Work instructions: Pull out each line in the rows below that contains the string "shorts". Case counts.

******************************

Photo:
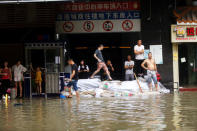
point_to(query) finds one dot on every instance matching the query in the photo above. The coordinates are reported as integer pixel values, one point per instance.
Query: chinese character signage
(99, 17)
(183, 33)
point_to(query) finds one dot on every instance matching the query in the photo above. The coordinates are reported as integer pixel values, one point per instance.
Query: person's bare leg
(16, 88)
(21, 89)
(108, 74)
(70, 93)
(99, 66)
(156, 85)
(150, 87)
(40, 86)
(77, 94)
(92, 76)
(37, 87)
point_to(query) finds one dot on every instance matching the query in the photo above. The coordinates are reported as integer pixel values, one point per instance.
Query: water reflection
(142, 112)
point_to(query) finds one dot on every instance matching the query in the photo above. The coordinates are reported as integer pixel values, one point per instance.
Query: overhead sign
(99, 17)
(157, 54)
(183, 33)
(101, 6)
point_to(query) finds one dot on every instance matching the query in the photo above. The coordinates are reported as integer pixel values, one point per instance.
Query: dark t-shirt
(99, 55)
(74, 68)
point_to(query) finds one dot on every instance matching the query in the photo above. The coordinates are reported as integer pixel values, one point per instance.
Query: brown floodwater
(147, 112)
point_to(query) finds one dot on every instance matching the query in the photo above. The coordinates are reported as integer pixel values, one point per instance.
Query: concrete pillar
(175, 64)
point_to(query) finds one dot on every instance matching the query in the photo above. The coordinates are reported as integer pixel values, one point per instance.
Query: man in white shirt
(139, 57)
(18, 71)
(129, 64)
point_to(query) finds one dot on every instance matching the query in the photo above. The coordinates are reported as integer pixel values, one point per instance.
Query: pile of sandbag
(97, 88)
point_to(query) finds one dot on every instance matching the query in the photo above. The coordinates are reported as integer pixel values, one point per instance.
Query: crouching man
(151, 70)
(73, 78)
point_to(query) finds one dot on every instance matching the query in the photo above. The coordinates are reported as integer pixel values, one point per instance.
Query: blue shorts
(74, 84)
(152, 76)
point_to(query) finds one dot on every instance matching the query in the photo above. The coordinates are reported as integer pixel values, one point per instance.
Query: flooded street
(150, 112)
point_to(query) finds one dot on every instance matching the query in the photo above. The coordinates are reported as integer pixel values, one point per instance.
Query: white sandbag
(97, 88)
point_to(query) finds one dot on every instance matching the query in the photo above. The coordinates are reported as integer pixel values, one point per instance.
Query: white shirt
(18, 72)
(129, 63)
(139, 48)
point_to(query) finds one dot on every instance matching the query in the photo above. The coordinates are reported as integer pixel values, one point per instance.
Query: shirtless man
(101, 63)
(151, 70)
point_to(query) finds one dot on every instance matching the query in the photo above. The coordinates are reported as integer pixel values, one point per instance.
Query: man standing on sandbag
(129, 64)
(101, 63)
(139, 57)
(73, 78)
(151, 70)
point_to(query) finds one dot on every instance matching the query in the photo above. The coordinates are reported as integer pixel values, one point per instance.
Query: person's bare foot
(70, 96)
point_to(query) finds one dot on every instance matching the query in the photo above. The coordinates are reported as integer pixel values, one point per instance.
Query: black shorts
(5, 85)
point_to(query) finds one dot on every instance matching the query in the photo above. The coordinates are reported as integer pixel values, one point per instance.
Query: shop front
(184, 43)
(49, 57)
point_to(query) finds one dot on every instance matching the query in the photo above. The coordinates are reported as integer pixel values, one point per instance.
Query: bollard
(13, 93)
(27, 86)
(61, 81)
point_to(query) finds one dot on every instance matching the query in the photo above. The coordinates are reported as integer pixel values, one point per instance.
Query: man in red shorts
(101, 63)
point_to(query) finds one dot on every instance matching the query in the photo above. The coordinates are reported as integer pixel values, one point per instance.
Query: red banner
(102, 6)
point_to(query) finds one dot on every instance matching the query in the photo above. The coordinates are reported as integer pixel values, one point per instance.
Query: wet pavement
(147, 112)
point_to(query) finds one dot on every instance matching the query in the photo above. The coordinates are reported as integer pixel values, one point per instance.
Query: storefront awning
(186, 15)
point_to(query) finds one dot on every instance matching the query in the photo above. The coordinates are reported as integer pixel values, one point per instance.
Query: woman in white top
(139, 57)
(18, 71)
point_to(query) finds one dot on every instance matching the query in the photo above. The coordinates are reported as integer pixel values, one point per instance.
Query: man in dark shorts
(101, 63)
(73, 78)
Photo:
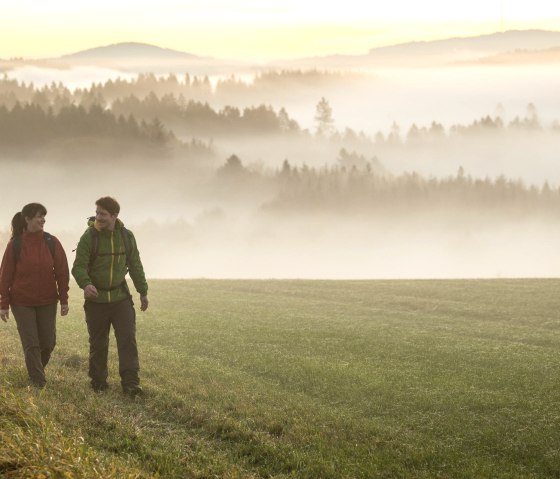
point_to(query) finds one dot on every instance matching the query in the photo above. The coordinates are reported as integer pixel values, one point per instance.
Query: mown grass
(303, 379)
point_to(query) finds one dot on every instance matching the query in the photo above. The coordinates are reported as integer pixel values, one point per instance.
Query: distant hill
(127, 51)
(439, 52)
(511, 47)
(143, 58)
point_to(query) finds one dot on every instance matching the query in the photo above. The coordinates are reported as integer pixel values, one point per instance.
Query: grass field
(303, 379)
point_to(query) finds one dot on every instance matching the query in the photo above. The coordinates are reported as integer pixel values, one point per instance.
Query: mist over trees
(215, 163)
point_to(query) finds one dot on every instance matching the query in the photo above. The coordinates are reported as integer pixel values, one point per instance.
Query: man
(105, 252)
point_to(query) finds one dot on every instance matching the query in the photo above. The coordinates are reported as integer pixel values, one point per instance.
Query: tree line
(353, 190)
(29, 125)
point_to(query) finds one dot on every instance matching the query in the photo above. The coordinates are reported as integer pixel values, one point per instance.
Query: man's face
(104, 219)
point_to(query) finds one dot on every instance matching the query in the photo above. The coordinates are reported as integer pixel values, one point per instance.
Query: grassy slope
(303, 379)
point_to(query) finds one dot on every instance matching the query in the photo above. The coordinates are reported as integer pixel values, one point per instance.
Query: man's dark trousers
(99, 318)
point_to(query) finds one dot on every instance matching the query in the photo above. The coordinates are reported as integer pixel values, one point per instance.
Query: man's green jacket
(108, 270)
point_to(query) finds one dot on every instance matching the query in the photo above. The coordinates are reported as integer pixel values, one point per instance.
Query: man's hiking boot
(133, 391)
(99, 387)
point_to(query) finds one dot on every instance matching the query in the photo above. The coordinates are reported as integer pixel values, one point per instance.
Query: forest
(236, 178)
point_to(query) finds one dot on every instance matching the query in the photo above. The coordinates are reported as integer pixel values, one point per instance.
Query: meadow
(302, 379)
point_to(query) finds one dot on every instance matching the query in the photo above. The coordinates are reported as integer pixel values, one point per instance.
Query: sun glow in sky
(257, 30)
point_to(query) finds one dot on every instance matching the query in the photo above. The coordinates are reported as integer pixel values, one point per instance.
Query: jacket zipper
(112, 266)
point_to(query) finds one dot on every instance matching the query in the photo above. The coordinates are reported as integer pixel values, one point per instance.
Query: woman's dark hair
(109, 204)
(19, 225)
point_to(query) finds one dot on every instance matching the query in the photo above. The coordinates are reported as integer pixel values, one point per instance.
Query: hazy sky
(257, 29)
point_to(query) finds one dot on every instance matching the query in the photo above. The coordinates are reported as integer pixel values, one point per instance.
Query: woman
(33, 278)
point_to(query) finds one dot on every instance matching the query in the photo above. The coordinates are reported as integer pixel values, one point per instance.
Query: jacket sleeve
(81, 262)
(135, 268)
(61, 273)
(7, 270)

******************************

Exercise answer:
Query: blue shorts
Query: black shorts
Query: man in red shorts
Query: man in dark shorts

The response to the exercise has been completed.